__Instructions for the task__.
Please restate each entry that follows word for word.

__Supplied data__.

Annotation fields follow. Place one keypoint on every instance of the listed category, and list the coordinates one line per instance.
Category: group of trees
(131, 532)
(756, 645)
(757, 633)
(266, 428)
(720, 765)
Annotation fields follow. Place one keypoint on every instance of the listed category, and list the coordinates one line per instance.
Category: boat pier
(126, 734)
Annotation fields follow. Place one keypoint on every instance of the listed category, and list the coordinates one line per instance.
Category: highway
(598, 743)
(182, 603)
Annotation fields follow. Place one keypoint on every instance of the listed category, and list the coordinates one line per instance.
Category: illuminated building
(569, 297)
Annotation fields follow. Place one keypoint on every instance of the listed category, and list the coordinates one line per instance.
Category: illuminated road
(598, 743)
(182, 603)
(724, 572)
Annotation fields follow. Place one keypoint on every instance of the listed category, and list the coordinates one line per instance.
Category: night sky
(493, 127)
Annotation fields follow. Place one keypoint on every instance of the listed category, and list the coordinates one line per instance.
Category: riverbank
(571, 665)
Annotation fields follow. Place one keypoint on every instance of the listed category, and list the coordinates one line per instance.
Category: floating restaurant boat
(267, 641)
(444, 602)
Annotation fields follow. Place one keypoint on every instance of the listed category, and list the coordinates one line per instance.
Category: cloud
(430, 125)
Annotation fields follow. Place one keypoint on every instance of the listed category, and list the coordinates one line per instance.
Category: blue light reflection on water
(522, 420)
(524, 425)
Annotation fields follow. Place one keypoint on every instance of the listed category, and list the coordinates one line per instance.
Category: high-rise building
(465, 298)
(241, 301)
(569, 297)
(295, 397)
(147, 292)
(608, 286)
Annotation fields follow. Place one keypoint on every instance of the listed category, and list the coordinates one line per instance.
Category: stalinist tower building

__Solution below__.
Annotation fields follow. Place one keypoint on every instance of the listed category, and list the coordinates one line per instance.
Category: group of trees
(131, 532)
(756, 645)
(757, 633)
(266, 428)
(720, 765)
Annotation fields follow. Place one keypoint on every instance of the listed category, and list the coordinates one line per instance.
Category: boat pier
(126, 734)
Annotation fields follow. Place one keypoint on every instance of the listed category, and list the coordinates one line per instance.
Category: highway
(598, 743)
(182, 603)
Annotation fields follow. Place one keypoint on every instance of the listed category, and list the coordinates one line per instance.
Category: illuminated building
(569, 297)
Annotation fields follow. Place one keypoint on every instance of the listed category, and list the coordinates one line per instance.
Category: illuminated road
(598, 743)
(182, 603)
(724, 572)
Annotation fields follow. Place one keypoint on every instance of the listed category, and list the coordinates one line per instance.
Category: night sky
(493, 127)
Annotation fields follow. Place one keypoint on every instance of the listed category, and list the coordinates one line per instance.
Category: riverbank
(571, 665)
Annotation fields follow. Place one keypoint on every instance of the listed category, and list the coordinates one line per instance.
Category: floating restaurant boat
(267, 641)
(444, 602)
Annotation fields follow. Place one keypoint on every instance of the listed category, and list the coordinates one line per instance.
Category: cloud
(430, 125)
Annotation fields follow. Place one keypoint on every instance of the listed category, and list the coordinates one line per instance.
Category: blue light reflection on water
(522, 420)
(524, 425)
Annotation fields follow. Place one keypoint on every instance of the listed category, and list the coordinates one line per instance.
Category: high-rise building
(465, 298)
(241, 301)
(569, 297)
(295, 397)
(147, 292)
(608, 286)
Annotation fields follow. Place one keypoint on every instance of the listed category, and list the coordinates one line per instance.
Category: stalinist tower building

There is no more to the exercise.